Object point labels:
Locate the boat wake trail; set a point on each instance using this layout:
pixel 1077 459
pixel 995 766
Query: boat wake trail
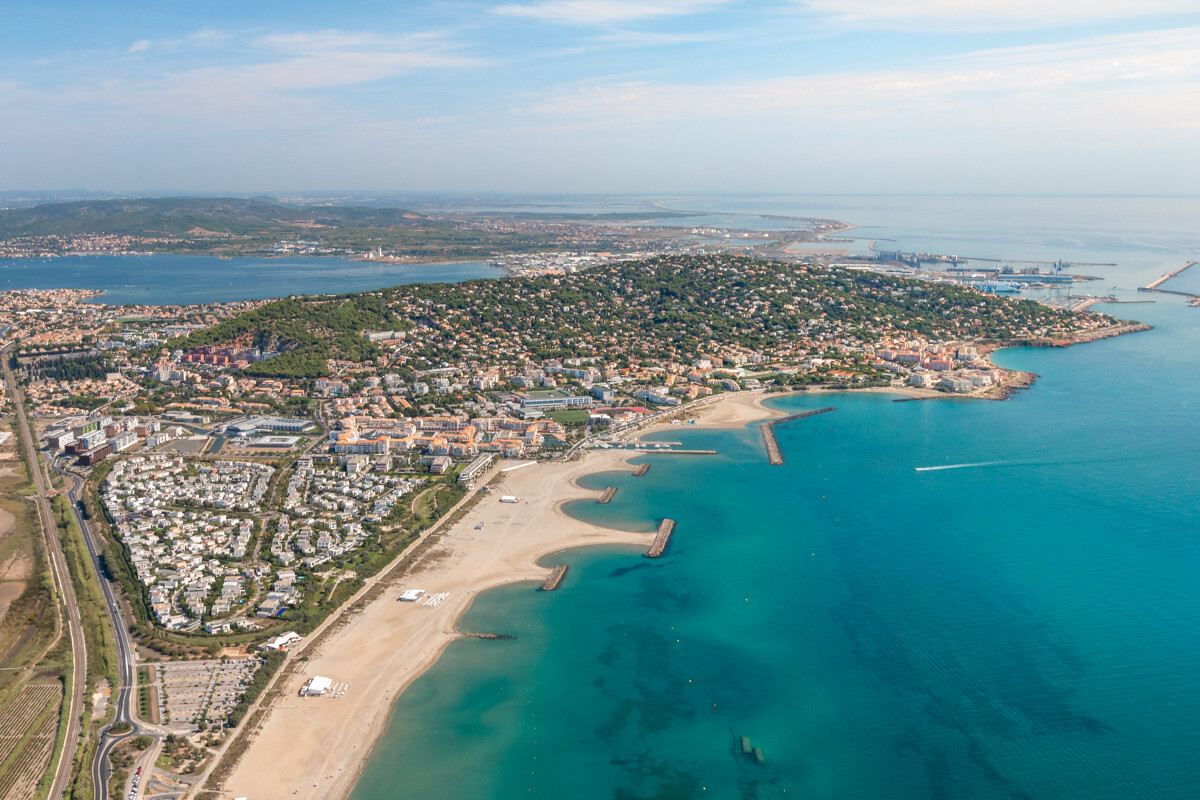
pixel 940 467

...

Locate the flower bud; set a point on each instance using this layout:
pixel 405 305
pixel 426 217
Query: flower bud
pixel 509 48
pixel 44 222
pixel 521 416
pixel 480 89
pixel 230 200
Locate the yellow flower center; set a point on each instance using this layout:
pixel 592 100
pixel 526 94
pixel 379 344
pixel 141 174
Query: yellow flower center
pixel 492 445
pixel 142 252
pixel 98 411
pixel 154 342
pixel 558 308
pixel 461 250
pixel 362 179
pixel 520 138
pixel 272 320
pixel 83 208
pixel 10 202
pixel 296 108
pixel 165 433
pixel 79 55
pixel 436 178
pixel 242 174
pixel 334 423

* Task directions
Rewrite the part of the material that opens with the line containing "Locate the yellow" and closes with the line containing "pixel 334 423", changing "Query" to "Target" and keeping everything else the same.

* Finished task
Locate the yellow flower center; set a point on each instance using this layout:
pixel 592 100
pixel 526 94
pixel 379 344
pixel 141 174
Target: yellow flower center
pixel 492 445
pixel 142 252
pixel 98 411
pixel 154 342
pixel 558 308
pixel 461 250
pixel 362 179
pixel 520 138
pixel 272 320
pixel 83 208
pixel 10 202
pixel 296 108
pixel 165 433
pixel 79 55
pixel 436 178
pixel 242 174
pixel 334 423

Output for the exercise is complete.